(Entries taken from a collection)

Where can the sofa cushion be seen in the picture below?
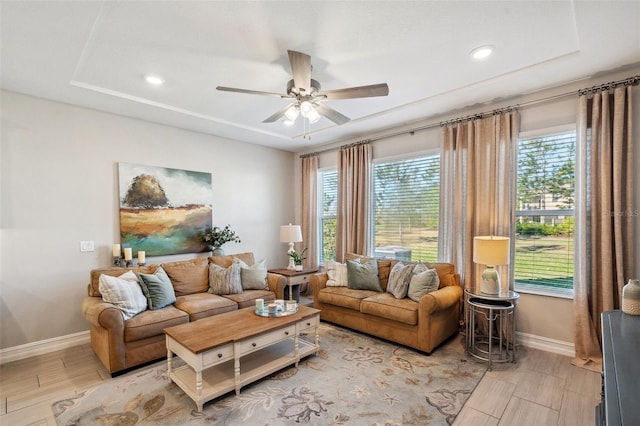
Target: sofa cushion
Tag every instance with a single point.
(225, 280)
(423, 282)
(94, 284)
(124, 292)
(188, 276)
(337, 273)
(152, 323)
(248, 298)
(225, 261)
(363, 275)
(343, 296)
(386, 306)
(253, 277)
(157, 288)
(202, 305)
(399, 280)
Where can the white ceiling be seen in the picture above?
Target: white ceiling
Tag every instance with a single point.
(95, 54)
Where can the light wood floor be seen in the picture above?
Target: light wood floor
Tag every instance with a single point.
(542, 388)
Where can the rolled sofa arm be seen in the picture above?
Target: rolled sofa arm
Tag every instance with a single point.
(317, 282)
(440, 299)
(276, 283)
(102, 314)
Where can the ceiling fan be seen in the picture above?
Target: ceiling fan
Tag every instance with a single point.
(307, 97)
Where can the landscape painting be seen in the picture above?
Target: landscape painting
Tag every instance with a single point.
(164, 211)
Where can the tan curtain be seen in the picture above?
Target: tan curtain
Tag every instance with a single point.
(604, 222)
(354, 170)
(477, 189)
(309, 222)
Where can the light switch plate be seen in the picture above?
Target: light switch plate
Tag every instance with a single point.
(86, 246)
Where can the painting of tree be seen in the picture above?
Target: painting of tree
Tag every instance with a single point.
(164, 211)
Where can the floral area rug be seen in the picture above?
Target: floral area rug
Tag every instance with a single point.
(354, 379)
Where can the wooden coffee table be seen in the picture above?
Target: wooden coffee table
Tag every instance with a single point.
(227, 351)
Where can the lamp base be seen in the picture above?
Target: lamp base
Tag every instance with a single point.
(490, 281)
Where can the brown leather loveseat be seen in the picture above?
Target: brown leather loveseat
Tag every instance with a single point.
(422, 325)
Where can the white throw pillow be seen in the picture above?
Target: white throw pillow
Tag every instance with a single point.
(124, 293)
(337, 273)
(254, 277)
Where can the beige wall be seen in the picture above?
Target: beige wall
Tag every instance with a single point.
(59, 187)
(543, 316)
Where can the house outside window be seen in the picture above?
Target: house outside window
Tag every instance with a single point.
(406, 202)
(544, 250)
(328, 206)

◆ EXERCISE DIRECTIONS ◆
Output the rows above as CSV with two columns, request and points, one line per request: put the request's text in the first and its points in the second, each as a single quoted field with line breaks changed to spaces. Leave the pictures out.

◆ SOLUTION ◆
request,points
"Where can the sofa cushion be seen in the picture below? Target: sofa cushion Tag every instance with a single point.","(225, 280) (423, 282) (94, 284) (124, 292) (188, 276) (337, 273) (152, 323) (248, 298) (225, 261) (363, 275) (343, 296) (386, 306) (253, 277) (157, 288) (202, 305) (399, 280)"
"Where can the white ceiling be seen in the picture above? Target: white ceiling Tag every instance with a single point.","(95, 54)"
"Where can the light wood floor be seen in the picture above? Target: light wood floor Tag every instance with a single point.","(542, 388)"
"Where can the rolled sofa arm be seen in the picture above? Target: rolled sofa arm Tag every instance with a single point.","(317, 282) (440, 299) (276, 283) (102, 314)"
"Where can the ceiling fan be seen in the picture above? Target: ceiling fan Tag every instance with a single point.","(307, 97)"
"Where can the landscape painting be seen in the picture above? Target: landscape painting Tag every instance with a single point.","(164, 211)"
"Where can the tan curtain be seen in the picture above? Target: tan curtain Tag every instance with a single point.","(604, 222) (354, 170) (477, 189) (309, 222)"
"Where can the light switch plate be seen in the picture above? Target: light switch plate Tag every instance with a single point.","(86, 246)"
"Where can the painting of tree be seen in the picture above? Target: painting of tree Tag every instance with a single point.","(164, 211)"
"Where can the floral area rug be seen in the picture above? Target: floral area rug Tag every instance with a single point.","(354, 379)"
"Where can the wooden coffee table be seen in the picture above? Target: wooden coffee table Tag every instance with a single point.","(227, 351)"
"Where can the lamp base be seen in the picture above? Target: lamp base Tag every instance with a single point.","(490, 281)"
"Where can the brown leather loveseat be seen in the picture above? Target: brown leather loveseat Tag every instance with a single point.","(422, 325)"
"Where can the white throw pillow be seen in the picture above? Target: white throw pillow Tag every instance with a single point.","(124, 293) (337, 273) (254, 277)"
"Where can the beige wall be seen in the picture above? Target: beige wall Tag every instance with a single point.","(59, 187) (543, 316)"
"Where can the house outside window be seen in the picture above? Target: house outside window Tag every instance with a single point.","(406, 202) (544, 250) (328, 206)"